Excerpted text START

Deciding to replace a joint

The decision to replace a hip or knee usually comes after years of declining physical activity and escalating anti-inflammatory and pain medication use. At times a decision is forced on a patient as treatment for a hip fracture, but ideally the surgery is an elective procedure decided upon by a patient, along with a doctor who knows him well and understands all his other medical problems. Time spent researching surgeons and hospitals and settling upon those with good results is worthwhile. Sometimes a decision can be delayed by opting for steroid injections, but they weaken connective tissue and cannot be repeated indefinitely. Delaying too long, however, might influence results. Some studies show worse functional outcomes after knee or hip replacements in more debilitated patients.

On the replacement road

Whatever way it happens, once the road to hip or knee replacement is undertaken, the orthopedic team and patient travel as close companions. Careful adherence by the patient to all instructions and advice insures the best possible outcome, and good communication from the doctors, nurses and therapists encourages patient cooperation. Work starts well before the surgery. Painful knees and hips are often housed in bodies that are overweight and out of shape. The difficult job of getting a new joint moving is easier if muscles have been in training pre-operatively.  And the more weight that can be shed ahead of time, the less the strain on bone and muscle as they attempt to hold a new joint in place.

Immediately after surgery, mobilization begins. First comes sitting up, getting out of bed, and walking with assistance – as soon as tolerable and with whatever restrictions needed to protect the new joint. Supervised therapy sessions, starting within the first few days, aim at moving the new joint through larger ranges of motion without endangering its stability. Every encouragement to move and every caution about how one moves (such as the prohibition against leg crossing) is important.

Excerpted text END
Extracted entries START

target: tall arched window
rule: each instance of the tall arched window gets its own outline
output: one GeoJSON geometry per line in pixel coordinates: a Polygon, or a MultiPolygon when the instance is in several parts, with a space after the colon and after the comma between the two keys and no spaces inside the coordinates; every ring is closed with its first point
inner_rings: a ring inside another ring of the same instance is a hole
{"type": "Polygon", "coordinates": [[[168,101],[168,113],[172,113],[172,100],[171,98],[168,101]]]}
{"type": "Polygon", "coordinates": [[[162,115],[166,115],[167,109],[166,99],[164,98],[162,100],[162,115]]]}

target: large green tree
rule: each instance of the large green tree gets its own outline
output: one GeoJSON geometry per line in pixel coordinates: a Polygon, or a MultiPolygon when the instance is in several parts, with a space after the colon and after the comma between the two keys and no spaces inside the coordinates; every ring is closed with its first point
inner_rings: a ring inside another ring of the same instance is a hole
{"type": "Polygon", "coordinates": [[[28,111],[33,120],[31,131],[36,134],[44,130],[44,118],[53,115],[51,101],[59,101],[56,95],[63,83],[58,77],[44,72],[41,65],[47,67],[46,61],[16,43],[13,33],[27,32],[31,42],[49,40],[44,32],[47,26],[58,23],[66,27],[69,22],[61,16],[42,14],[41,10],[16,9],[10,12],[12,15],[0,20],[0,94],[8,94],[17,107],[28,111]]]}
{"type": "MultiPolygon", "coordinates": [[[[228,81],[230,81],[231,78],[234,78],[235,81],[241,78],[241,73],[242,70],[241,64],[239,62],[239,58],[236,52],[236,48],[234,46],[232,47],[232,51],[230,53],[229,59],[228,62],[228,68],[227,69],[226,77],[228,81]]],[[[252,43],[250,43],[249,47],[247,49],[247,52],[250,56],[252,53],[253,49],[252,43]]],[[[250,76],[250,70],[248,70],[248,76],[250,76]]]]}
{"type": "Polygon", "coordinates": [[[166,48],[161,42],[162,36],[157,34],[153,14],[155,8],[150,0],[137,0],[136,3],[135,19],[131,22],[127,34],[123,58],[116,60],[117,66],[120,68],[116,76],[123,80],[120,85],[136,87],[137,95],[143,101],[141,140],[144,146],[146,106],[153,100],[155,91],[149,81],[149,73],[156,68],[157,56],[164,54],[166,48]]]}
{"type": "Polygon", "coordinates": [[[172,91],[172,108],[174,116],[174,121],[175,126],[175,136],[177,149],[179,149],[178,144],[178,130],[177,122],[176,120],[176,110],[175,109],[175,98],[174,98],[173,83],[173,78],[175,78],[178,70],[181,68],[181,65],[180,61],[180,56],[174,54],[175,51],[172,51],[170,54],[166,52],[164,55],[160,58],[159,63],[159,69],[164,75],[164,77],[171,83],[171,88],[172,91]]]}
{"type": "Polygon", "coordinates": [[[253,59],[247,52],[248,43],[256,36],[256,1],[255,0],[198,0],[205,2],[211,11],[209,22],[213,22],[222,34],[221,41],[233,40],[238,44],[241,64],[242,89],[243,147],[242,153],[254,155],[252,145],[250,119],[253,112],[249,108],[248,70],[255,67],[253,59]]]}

Extracted entries END

What you are asked to do
Write out the passage of the joint-replacement text above from "Immediately after surgery, mobilization" up to and including "crossing) is important.", reproducing every word and punctuation mark unchanged.

Answer
Immediately after surgery, mobilization begins. First comes sitting up, getting out of bed, and walking with assistance – as soon as tolerable and with whatever restrictions needed to protect the new joint. Supervised therapy sessions, starting within the first few days, aim at moving the new joint through larger ranges of motion without endangering its stability. Every encouragement to move and every caution about how one moves (such as the prohibition against leg crossing) is important.